* INSTRUCTION *
Shift the coordinates in the answers by adding 65 to every number, then write out again the stretch from the line containing "Identify one point on each instance of the woman in" through the end of the records, requests included. Give only those lines.

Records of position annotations
## begin

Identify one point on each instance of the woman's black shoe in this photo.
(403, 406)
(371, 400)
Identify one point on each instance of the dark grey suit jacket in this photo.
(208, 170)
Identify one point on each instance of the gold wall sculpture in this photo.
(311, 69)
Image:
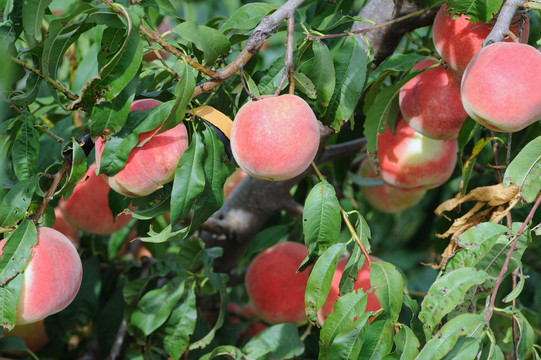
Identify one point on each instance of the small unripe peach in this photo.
(275, 137)
(51, 279)
(501, 88)
(430, 102)
(457, 40)
(88, 206)
(387, 198)
(274, 286)
(151, 165)
(411, 160)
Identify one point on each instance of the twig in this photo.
(374, 27)
(508, 258)
(345, 217)
(288, 62)
(45, 129)
(254, 42)
(52, 189)
(505, 17)
(50, 81)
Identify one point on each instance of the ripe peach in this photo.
(232, 181)
(274, 286)
(34, 335)
(164, 26)
(70, 231)
(275, 138)
(151, 165)
(387, 198)
(88, 207)
(51, 279)
(430, 102)
(411, 160)
(457, 40)
(362, 283)
(501, 86)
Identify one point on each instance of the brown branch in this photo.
(58, 86)
(503, 22)
(52, 189)
(254, 42)
(288, 62)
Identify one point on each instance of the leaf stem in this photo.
(345, 217)
(50, 81)
(509, 254)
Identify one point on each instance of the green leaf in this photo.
(212, 42)
(112, 115)
(183, 95)
(442, 343)
(247, 16)
(347, 318)
(180, 326)
(276, 342)
(26, 148)
(319, 282)
(17, 251)
(350, 68)
(321, 219)
(322, 75)
(378, 339)
(407, 344)
(474, 244)
(445, 294)
(9, 299)
(14, 205)
(389, 288)
(477, 10)
(33, 12)
(156, 306)
(118, 146)
(525, 170)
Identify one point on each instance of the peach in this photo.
(274, 286)
(362, 283)
(430, 102)
(34, 335)
(70, 231)
(411, 160)
(164, 26)
(232, 181)
(51, 279)
(501, 86)
(88, 206)
(151, 165)
(457, 39)
(387, 198)
(275, 138)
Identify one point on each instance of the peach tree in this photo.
(460, 270)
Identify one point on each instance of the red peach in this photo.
(430, 102)
(411, 160)
(151, 165)
(457, 40)
(275, 138)
(501, 88)
(51, 279)
(70, 231)
(387, 198)
(88, 207)
(274, 286)
(34, 335)
(362, 283)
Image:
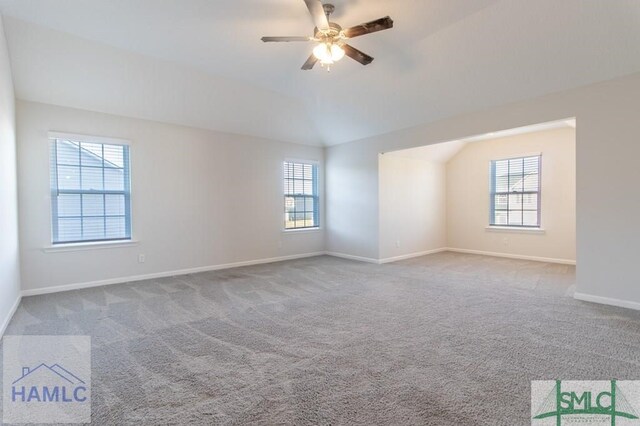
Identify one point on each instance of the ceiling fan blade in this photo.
(357, 55)
(369, 27)
(300, 38)
(310, 62)
(317, 13)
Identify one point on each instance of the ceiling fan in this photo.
(332, 39)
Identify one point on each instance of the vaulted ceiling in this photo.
(201, 63)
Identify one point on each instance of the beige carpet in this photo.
(446, 339)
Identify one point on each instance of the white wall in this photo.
(468, 199)
(412, 206)
(606, 187)
(199, 198)
(9, 260)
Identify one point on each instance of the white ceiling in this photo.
(445, 151)
(201, 63)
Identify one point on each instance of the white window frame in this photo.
(316, 196)
(493, 193)
(97, 243)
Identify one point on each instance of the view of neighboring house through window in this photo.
(90, 191)
(515, 192)
(301, 204)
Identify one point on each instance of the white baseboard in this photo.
(12, 311)
(120, 280)
(411, 255)
(352, 257)
(514, 256)
(607, 301)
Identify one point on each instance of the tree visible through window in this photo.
(90, 191)
(515, 192)
(301, 201)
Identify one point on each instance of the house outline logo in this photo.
(585, 403)
(46, 379)
(44, 389)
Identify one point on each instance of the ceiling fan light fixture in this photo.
(328, 53)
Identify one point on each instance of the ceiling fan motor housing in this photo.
(329, 34)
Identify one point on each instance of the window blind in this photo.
(515, 192)
(301, 203)
(90, 191)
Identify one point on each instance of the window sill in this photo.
(89, 246)
(515, 229)
(301, 230)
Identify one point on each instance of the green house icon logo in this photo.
(585, 403)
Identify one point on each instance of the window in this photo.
(300, 195)
(90, 190)
(515, 192)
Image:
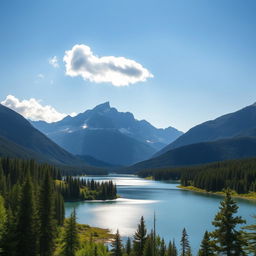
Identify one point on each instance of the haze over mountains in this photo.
(239, 123)
(106, 134)
(18, 138)
(231, 136)
(104, 137)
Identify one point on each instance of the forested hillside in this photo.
(238, 175)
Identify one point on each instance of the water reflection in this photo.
(174, 209)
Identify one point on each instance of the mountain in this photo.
(201, 153)
(106, 134)
(95, 162)
(239, 123)
(18, 138)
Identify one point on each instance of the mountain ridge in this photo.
(108, 135)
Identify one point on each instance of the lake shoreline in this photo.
(250, 196)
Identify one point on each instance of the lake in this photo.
(174, 209)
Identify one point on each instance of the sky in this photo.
(172, 62)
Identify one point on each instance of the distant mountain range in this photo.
(201, 153)
(18, 138)
(239, 123)
(118, 139)
(106, 134)
(232, 136)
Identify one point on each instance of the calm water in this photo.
(174, 208)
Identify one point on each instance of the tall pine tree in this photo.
(140, 237)
(227, 239)
(250, 237)
(70, 239)
(206, 248)
(117, 245)
(184, 243)
(47, 217)
(27, 222)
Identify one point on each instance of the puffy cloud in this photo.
(54, 62)
(80, 61)
(33, 110)
(41, 76)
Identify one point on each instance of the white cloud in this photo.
(41, 76)
(80, 61)
(54, 62)
(33, 109)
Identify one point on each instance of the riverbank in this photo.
(250, 196)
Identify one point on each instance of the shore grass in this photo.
(95, 234)
(249, 196)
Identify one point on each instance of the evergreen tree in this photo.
(172, 249)
(117, 245)
(149, 246)
(206, 248)
(162, 248)
(227, 239)
(47, 217)
(250, 237)
(3, 223)
(185, 247)
(27, 222)
(140, 237)
(128, 247)
(70, 238)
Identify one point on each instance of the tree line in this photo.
(227, 239)
(32, 214)
(238, 175)
(75, 189)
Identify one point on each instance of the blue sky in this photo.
(202, 54)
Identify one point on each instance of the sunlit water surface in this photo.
(174, 208)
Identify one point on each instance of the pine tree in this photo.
(172, 249)
(227, 239)
(149, 246)
(162, 248)
(185, 247)
(27, 222)
(70, 239)
(250, 237)
(206, 248)
(140, 237)
(117, 245)
(128, 247)
(46, 216)
(3, 223)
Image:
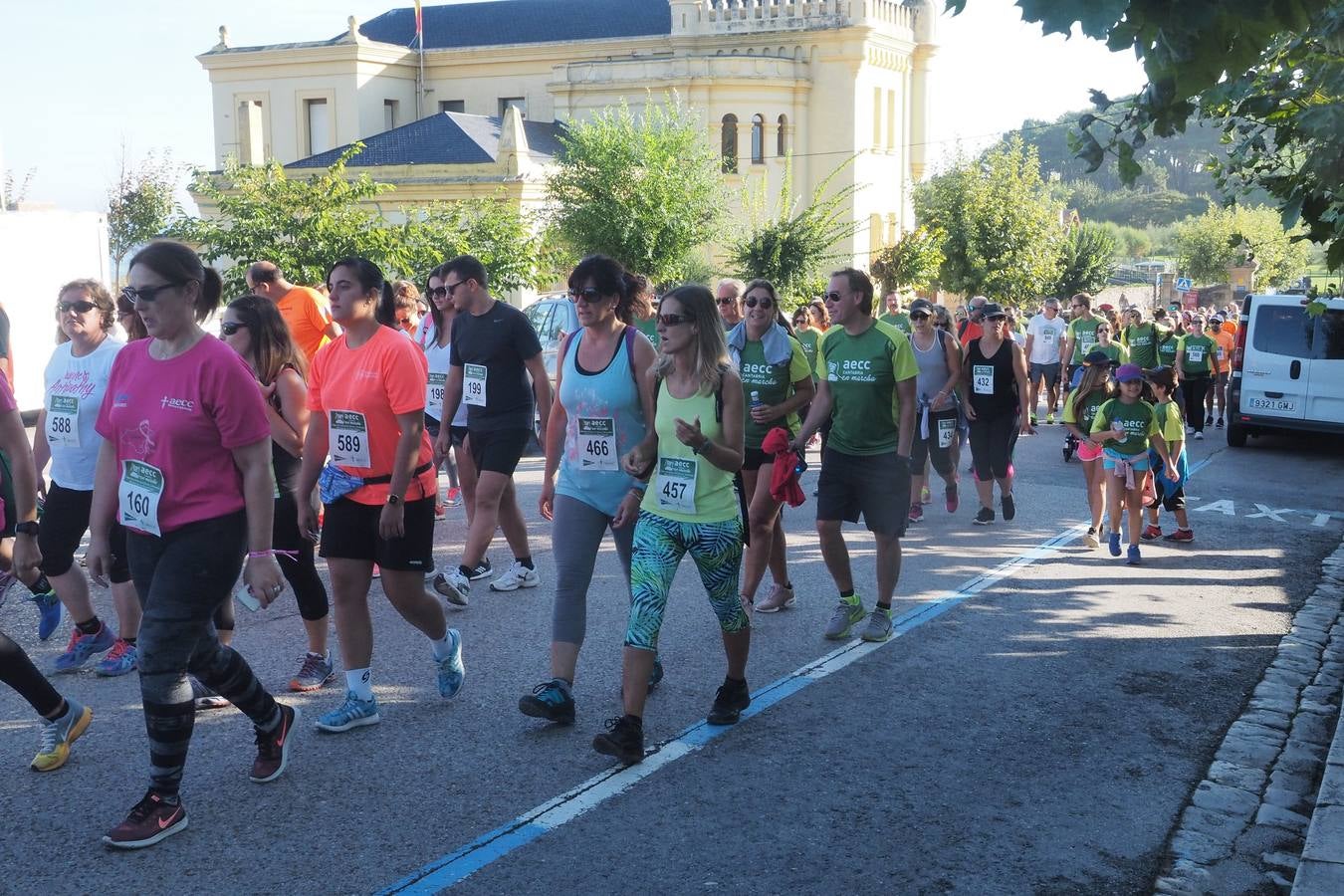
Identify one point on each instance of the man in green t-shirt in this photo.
(867, 387)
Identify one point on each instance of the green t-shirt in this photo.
(1141, 342)
(1137, 419)
(772, 383)
(1198, 350)
(1083, 332)
(899, 322)
(862, 372)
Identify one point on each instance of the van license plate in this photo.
(1273, 404)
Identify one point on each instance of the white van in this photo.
(1287, 369)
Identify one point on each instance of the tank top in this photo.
(933, 367)
(994, 388)
(603, 421)
(684, 487)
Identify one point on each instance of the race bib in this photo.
(947, 429)
(141, 487)
(597, 443)
(64, 421)
(676, 483)
(983, 379)
(434, 394)
(348, 443)
(473, 384)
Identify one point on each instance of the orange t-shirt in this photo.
(307, 315)
(361, 391)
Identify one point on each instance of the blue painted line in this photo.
(456, 866)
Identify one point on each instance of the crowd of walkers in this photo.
(320, 425)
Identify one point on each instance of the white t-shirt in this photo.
(74, 394)
(1048, 336)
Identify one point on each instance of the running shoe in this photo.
(149, 821)
(624, 739)
(517, 576)
(315, 672)
(49, 607)
(57, 737)
(729, 703)
(782, 596)
(352, 714)
(83, 648)
(879, 626)
(452, 670)
(845, 614)
(454, 585)
(550, 700)
(273, 747)
(122, 658)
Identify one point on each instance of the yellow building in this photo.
(817, 81)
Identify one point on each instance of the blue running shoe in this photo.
(83, 646)
(452, 672)
(50, 608)
(352, 714)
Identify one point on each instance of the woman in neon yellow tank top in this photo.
(690, 507)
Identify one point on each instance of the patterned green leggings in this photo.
(659, 546)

## end

* FINAL ANSWER *
Identify one point on each instance of the woman in neon yellow tank top in this photo.
(755, 572)
Identify one point on each instance of the patterned green leggings in this photo.
(724, 611)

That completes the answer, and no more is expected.